» **Required work**
Starting at the line that contains "Target: team crest on jersey" and going through the last line, copy the lines again with "jersey" swapped for "shirt" and nothing else changed. Leave the pictures out.
____________________
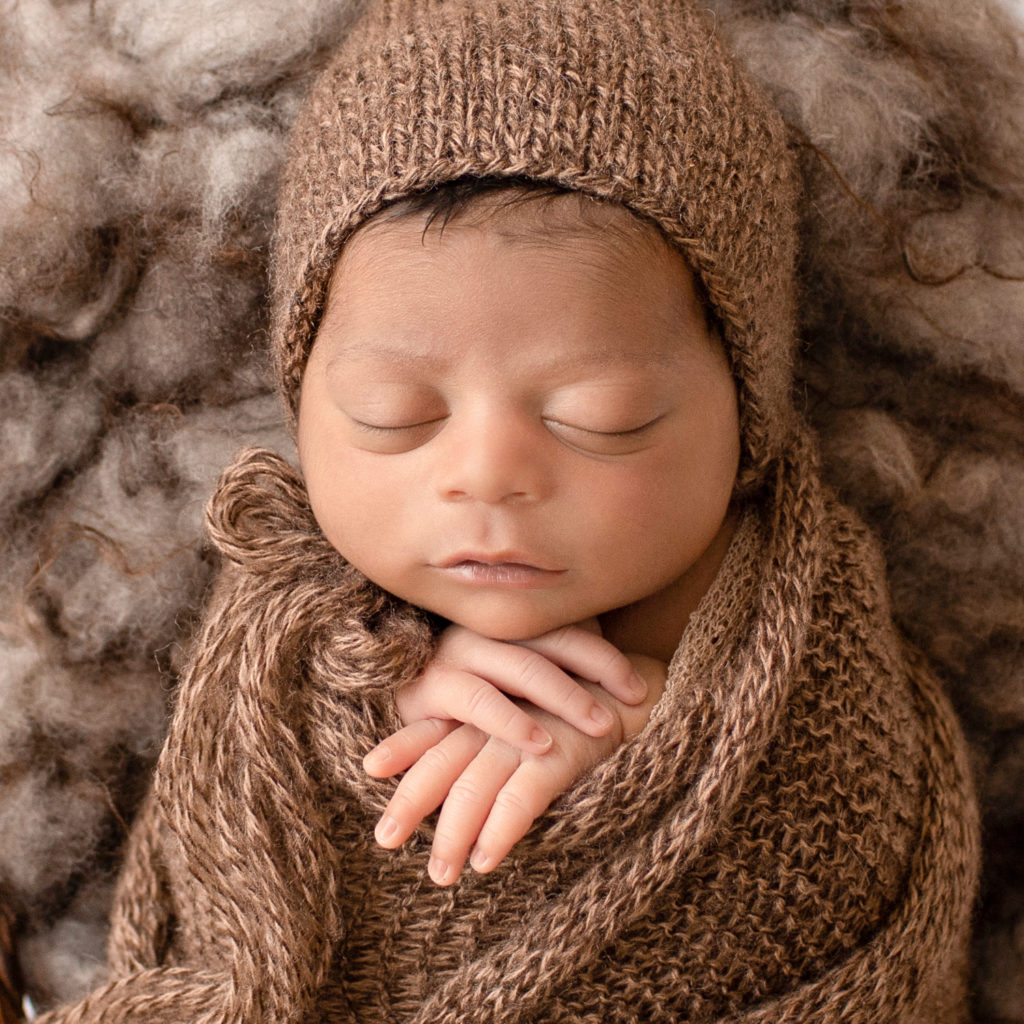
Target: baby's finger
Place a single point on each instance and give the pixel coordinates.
(426, 783)
(406, 747)
(521, 671)
(466, 696)
(521, 801)
(466, 808)
(591, 656)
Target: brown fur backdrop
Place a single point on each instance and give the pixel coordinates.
(139, 142)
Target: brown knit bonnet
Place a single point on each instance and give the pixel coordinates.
(630, 101)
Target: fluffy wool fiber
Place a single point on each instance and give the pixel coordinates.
(138, 146)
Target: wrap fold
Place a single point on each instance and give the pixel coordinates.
(792, 839)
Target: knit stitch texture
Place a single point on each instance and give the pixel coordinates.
(791, 839)
(634, 102)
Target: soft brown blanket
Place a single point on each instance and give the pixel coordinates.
(791, 839)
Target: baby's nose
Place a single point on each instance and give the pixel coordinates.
(492, 459)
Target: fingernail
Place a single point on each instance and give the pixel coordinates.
(479, 861)
(380, 753)
(438, 870)
(386, 828)
(637, 686)
(540, 737)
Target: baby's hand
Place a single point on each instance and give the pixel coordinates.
(489, 791)
(470, 677)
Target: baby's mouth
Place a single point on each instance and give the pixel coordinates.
(501, 569)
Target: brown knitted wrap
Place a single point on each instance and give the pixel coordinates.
(629, 101)
(792, 839)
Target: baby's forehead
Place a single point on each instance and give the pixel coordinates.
(603, 241)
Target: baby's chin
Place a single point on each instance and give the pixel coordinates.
(511, 625)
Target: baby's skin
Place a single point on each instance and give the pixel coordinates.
(521, 422)
(494, 765)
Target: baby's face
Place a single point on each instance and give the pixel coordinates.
(520, 422)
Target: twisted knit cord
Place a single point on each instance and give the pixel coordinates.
(233, 783)
(253, 890)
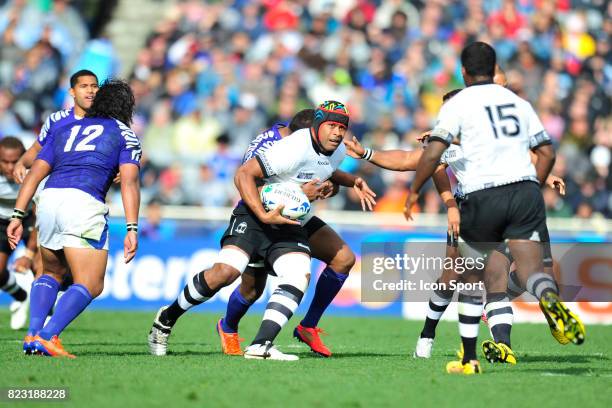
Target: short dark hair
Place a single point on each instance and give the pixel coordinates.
(74, 79)
(450, 94)
(478, 59)
(114, 100)
(302, 119)
(10, 142)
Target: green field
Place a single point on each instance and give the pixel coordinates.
(372, 365)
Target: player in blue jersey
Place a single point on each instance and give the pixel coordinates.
(83, 88)
(81, 161)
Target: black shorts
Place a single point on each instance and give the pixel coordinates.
(28, 227)
(546, 249)
(262, 241)
(513, 211)
(313, 225)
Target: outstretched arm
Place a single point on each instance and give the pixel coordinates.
(39, 171)
(365, 194)
(26, 161)
(397, 160)
(130, 195)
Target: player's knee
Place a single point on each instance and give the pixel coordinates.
(344, 261)
(96, 289)
(250, 293)
(221, 275)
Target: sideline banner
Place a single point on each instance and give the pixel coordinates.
(179, 249)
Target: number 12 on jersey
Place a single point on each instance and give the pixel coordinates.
(509, 123)
(91, 132)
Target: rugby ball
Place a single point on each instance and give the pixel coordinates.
(288, 194)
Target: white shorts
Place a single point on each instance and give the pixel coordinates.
(67, 217)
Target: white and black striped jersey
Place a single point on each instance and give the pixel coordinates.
(496, 129)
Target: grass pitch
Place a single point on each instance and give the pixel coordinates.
(372, 366)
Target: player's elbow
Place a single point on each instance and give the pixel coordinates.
(547, 153)
(239, 176)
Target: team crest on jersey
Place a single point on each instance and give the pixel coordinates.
(241, 228)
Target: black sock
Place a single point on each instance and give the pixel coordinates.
(500, 317)
(194, 293)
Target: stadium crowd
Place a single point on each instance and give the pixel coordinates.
(212, 75)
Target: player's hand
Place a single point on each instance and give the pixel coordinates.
(14, 231)
(354, 148)
(312, 189)
(130, 245)
(365, 194)
(23, 264)
(19, 172)
(454, 220)
(275, 217)
(409, 205)
(423, 137)
(556, 183)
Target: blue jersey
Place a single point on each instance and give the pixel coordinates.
(86, 155)
(264, 140)
(55, 121)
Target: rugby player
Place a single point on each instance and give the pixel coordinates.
(502, 200)
(81, 161)
(325, 245)
(11, 149)
(83, 88)
(254, 235)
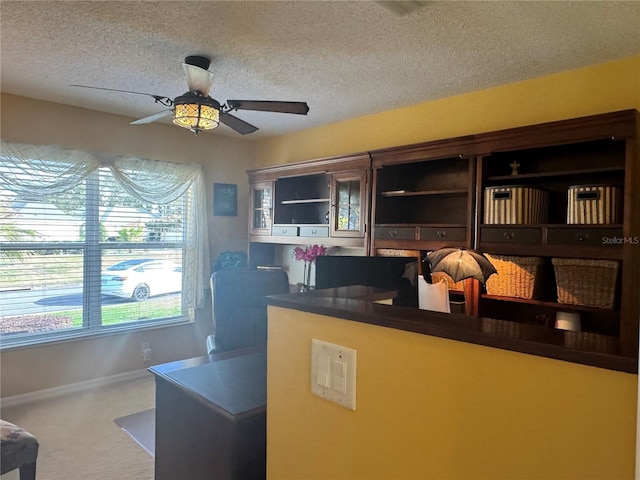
____________________
» **Complete answer**
Target: team crest on shirt
Place a single point on each instance and give the pixel coordinates.
(241, 228)
Target: black sock
Place a single point on each instance and give the pixel coordinates.
(500, 317)
(194, 293)
Target: stadium crowd
Place a single point on each instance and give the pixel coordinates.
(212, 75)
Target: player's hand
Place a single point on each instance and give the pixel coordinates.
(14, 231)
(354, 148)
(312, 189)
(130, 245)
(365, 194)
(23, 264)
(19, 172)
(454, 220)
(275, 217)
(409, 205)
(423, 137)
(556, 183)
Target: blue shirt
Place a single point on each instance and give the pixel coordinates.
(86, 155)
(264, 140)
(55, 121)
Target: rugby player
Place a single point on each instance and give the pixel coordinates.
(502, 200)
(81, 161)
(325, 245)
(11, 149)
(83, 88)
(254, 235)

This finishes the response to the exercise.